Dataset content >>

•••

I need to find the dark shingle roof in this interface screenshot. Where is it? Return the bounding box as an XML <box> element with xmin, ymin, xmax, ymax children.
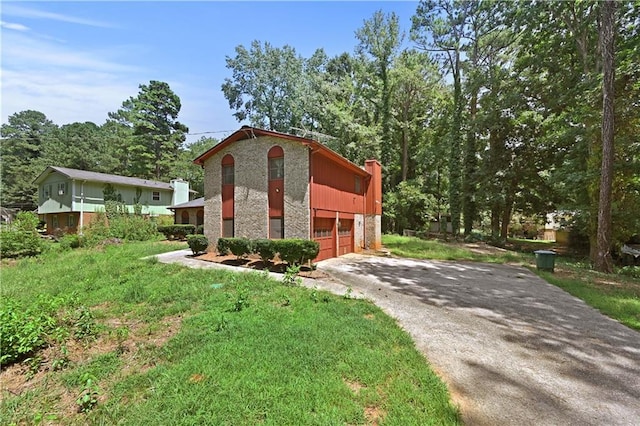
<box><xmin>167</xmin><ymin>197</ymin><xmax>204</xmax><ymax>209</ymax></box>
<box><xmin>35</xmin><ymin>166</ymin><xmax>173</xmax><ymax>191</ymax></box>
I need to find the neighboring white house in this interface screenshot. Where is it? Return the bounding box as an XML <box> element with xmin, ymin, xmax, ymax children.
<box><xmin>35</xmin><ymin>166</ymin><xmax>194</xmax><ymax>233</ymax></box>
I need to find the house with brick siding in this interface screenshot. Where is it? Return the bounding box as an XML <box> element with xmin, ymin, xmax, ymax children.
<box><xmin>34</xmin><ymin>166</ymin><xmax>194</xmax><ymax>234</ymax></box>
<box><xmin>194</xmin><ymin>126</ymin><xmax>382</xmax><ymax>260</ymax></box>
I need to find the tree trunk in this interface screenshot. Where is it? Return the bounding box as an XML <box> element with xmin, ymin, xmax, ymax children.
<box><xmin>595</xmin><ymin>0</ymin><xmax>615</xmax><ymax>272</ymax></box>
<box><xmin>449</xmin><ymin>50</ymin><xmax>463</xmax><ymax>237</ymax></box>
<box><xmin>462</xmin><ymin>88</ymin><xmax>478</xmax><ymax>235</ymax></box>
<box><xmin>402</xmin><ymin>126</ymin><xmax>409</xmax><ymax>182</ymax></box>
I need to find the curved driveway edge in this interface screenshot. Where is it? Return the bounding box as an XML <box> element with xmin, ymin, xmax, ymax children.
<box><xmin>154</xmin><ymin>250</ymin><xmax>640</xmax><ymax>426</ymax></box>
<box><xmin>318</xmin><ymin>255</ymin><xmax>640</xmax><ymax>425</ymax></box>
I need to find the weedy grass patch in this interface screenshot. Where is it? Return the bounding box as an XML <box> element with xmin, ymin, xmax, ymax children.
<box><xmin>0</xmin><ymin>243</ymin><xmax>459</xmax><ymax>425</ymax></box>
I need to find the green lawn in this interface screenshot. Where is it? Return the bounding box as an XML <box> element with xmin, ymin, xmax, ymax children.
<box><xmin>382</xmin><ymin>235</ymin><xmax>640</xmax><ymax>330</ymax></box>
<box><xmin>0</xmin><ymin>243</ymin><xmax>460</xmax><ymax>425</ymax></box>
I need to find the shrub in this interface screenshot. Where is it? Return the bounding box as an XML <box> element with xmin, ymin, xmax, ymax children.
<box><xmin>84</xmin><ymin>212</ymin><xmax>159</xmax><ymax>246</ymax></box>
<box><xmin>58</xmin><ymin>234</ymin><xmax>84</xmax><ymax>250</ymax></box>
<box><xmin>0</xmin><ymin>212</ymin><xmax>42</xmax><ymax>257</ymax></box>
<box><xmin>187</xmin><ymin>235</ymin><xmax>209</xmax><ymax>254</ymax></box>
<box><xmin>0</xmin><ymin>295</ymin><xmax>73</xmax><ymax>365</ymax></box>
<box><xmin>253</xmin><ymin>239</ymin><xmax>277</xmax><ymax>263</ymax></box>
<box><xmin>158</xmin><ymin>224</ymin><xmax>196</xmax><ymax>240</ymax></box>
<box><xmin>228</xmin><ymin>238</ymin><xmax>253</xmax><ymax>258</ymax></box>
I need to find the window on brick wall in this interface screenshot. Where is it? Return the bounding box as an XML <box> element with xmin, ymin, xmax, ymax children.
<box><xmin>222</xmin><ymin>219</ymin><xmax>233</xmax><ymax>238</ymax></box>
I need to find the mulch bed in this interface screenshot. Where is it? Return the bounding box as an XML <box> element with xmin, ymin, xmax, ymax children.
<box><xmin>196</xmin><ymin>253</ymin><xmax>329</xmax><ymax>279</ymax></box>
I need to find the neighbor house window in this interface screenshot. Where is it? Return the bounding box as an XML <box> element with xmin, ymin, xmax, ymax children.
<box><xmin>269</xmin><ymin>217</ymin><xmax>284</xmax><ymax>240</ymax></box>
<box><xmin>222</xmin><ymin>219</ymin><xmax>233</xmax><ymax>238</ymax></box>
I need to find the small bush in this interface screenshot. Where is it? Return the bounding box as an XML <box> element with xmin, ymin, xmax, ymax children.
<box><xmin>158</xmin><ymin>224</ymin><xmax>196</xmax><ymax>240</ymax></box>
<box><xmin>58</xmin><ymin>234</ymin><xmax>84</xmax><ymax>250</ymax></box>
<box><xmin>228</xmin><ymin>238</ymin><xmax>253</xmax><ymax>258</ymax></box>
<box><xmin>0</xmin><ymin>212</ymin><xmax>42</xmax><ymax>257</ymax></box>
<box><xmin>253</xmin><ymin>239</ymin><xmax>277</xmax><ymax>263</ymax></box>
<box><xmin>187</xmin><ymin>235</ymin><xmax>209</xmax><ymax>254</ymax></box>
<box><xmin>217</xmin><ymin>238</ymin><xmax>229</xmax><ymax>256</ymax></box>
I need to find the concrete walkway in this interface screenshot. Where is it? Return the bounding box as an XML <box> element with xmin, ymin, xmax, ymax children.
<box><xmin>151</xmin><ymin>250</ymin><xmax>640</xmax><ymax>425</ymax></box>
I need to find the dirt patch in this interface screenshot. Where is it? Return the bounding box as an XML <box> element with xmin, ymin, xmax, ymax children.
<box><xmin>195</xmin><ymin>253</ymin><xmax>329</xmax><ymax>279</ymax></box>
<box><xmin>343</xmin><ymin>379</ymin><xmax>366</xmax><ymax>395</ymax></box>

•••

Exercise directions >> Your task is to transcribe all of the records precisely, with no images included.

Worked answer >>
I need to find the dark shingle roof in this interface screenshot. Where is it? Return the bounding box as an XML <box> element with xmin, ymin, xmax, ymax children.
<box><xmin>167</xmin><ymin>197</ymin><xmax>204</xmax><ymax>209</ymax></box>
<box><xmin>35</xmin><ymin>166</ymin><xmax>173</xmax><ymax>191</ymax></box>
I need to find the neighboring white house in this interface screenshot. Where is it? Return the bounding box as an XML <box> element with xmin, ymin, xmax, ymax children.
<box><xmin>35</xmin><ymin>166</ymin><xmax>194</xmax><ymax>233</ymax></box>
I need to find the house with brick siding in this interface screenshot. Where is it? Return the bounding box as an XML <box> element with xmin, ymin, xmax, ymax children.
<box><xmin>34</xmin><ymin>166</ymin><xmax>194</xmax><ymax>234</ymax></box>
<box><xmin>194</xmin><ymin>126</ymin><xmax>382</xmax><ymax>260</ymax></box>
I need to find the tree trunk in this interface screenshot. Where is it? Return the bounding box as an XML <box> element with xmin, ymin, xmax, ymax children.
<box><xmin>595</xmin><ymin>0</ymin><xmax>615</xmax><ymax>272</ymax></box>
<box><xmin>449</xmin><ymin>50</ymin><xmax>463</xmax><ymax>237</ymax></box>
<box><xmin>462</xmin><ymin>88</ymin><xmax>478</xmax><ymax>235</ymax></box>
<box><xmin>402</xmin><ymin>126</ymin><xmax>409</xmax><ymax>182</ymax></box>
I need to find the curved driveway edge in this interface screenshot. Where is it? Return the bounding box as an XML <box> element with xmin, ymin, xmax, ymax children.
<box><xmin>154</xmin><ymin>250</ymin><xmax>640</xmax><ymax>426</ymax></box>
<box><xmin>318</xmin><ymin>255</ymin><xmax>640</xmax><ymax>425</ymax></box>
I need to find the weedy grass patch in this interface screenshot. Where is it? Return the bounding box as an XML <box> element with xmin, ymin, xmax, ymax children.
<box><xmin>0</xmin><ymin>243</ymin><xmax>459</xmax><ymax>425</ymax></box>
I need to find the green lawn in this interface screenshot. Where is it? Return the bounding box as an XML <box> element with xmin, ymin, xmax, ymax children.
<box><xmin>382</xmin><ymin>235</ymin><xmax>640</xmax><ymax>330</ymax></box>
<box><xmin>0</xmin><ymin>243</ymin><xmax>460</xmax><ymax>425</ymax></box>
I need to find the shrub in this interface screenshot. Where is it? Return the bounding box as an XML <box> element with xmin, ymin, xmax, ymax children.
<box><xmin>84</xmin><ymin>212</ymin><xmax>159</xmax><ymax>246</ymax></box>
<box><xmin>58</xmin><ymin>234</ymin><xmax>84</xmax><ymax>250</ymax></box>
<box><xmin>0</xmin><ymin>212</ymin><xmax>42</xmax><ymax>257</ymax></box>
<box><xmin>187</xmin><ymin>235</ymin><xmax>209</xmax><ymax>254</ymax></box>
<box><xmin>0</xmin><ymin>295</ymin><xmax>73</xmax><ymax>365</ymax></box>
<box><xmin>253</xmin><ymin>239</ymin><xmax>277</xmax><ymax>263</ymax></box>
<box><xmin>158</xmin><ymin>224</ymin><xmax>196</xmax><ymax>240</ymax></box>
<box><xmin>228</xmin><ymin>238</ymin><xmax>253</xmax><ymax>258</ymax></box>
I need to find the window on brick wall in this interface screenshot. Where is it? Return the bounding box as an XML <box> element with xmin, ymin, xmax, ymax children.
<box><xmin>222</xmin><ymin>219</ymin><xmax>233</xmax><ymax>238</ymax></box>
I need to find the mulch bed in this interface screenshot. Where is it? Return the bounding box as an XML <box> element with xmin, ymin, xmax, ymax children.
<box><xmin>196</xmin><ymin>253</ymin><xmax>329</xmax><ymax>279</ymax></box>
I need to find the neighbor house window in this interface screenshot. Where is it? Return the bounding box as an XML <box> element with xmin, ymin, xmax, ymax children.
<box><xmin>269</xmin><ymin>217</ymin><xmax>284</xmax><ymax>240</ymax></box>
<box><xmin>222</xmin><ymin>219</ymin><xmax>233</xmax><ymax>238</ymax></box>
I need to find the small bush in this interface screenshot. Where is it? Return the bounding box as an XML <box> element with xmin, ymin, xmax, ymax children.
<box><xmin>158</xmin><ymin>224</ymin><xmax>196</xmax><ymax>240</ymax></box>
<box><xmin>58</xmin><ymin>234</ymin><xmax>84</xmax><ymax>250</ymax></box>
<box><xmin>228</xmin><ymin>238</ymin><xmax>253</xmax><ymax>258</ymax></box>
<box><xmin>0</xmin><ymin>212</ymin><xmax>42</xmax><ymax>257</ymax></box>
<box><xmin>253</xmin><ymin>239</ymin><xmax>277</xmax><ymax>263</ymax></box>
<box><xmin>187</xmin><ymin>235</ymin><xmax>209</xmax><ymax>254</ymax></box>
<box><xmin>217</xmin><ymin>238</ymin><xmax>229</xmax><ymax>256</ymax></box>
I need to find the concrete walkway in this interface screenshot. Where is it? Return the bounding box as an XML <box> element with xmin, ymin, xmax, ymax children.
<box><xmin>151</xmin><ymin>250</ymin><xmax>640</xmax><ymax>425</ymax></box>
I need to find the dirt patch in this interface screenshot. Where is it? Return the bounding box as an XML <box> element with xmin, ymin, xmax, ymax children.
<box><xmin>195</xmin><ymin>253</ymin><xmax>329</xmax><ymax>279</ymax></box>
<box><xmin>343</xmin><ymin>379</ymin><xmax>366</xmax><ymax>395</ymax></box>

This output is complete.